--- start of Raw records ---

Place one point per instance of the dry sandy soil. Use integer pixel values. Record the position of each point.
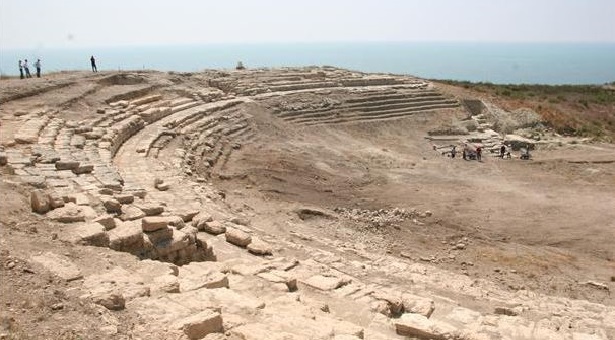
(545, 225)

--- end of Raw records ---
--- start of Raw records ---

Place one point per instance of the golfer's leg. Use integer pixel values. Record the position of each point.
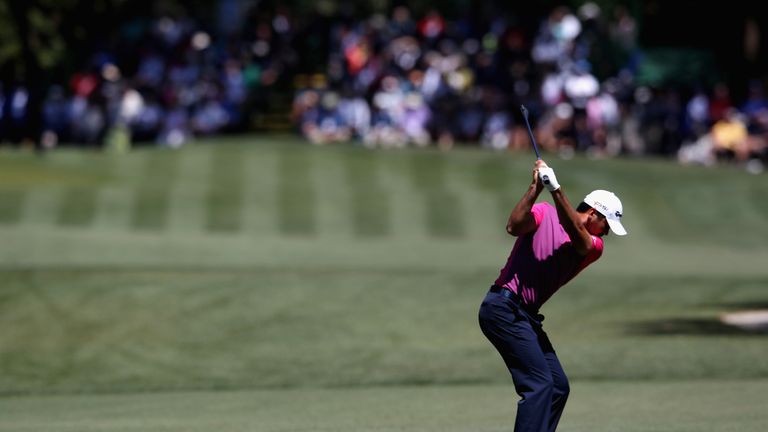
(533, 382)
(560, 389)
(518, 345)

--- end of Raw records ---
--- start of Raw records ---

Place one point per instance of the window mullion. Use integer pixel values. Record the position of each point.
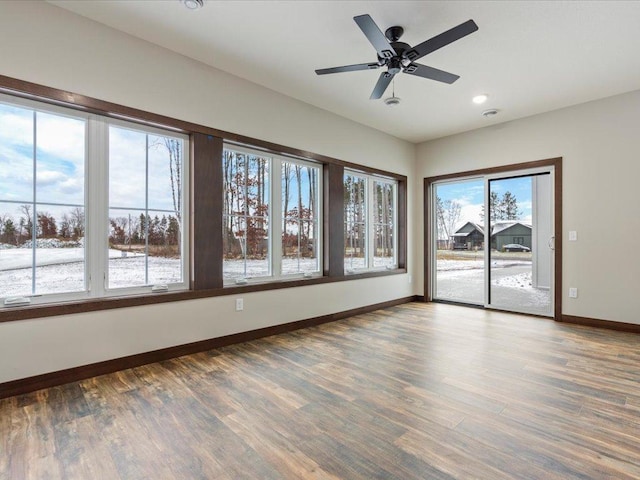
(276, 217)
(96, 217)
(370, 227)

--- end of Raw records ---

**What you need to do**:
Pull out every line above that contains the string "golfer", and copy each one in full.

**Written response**:
Place one point per instance of the golfer's leg. Use integer pixel values. Record the position of each point.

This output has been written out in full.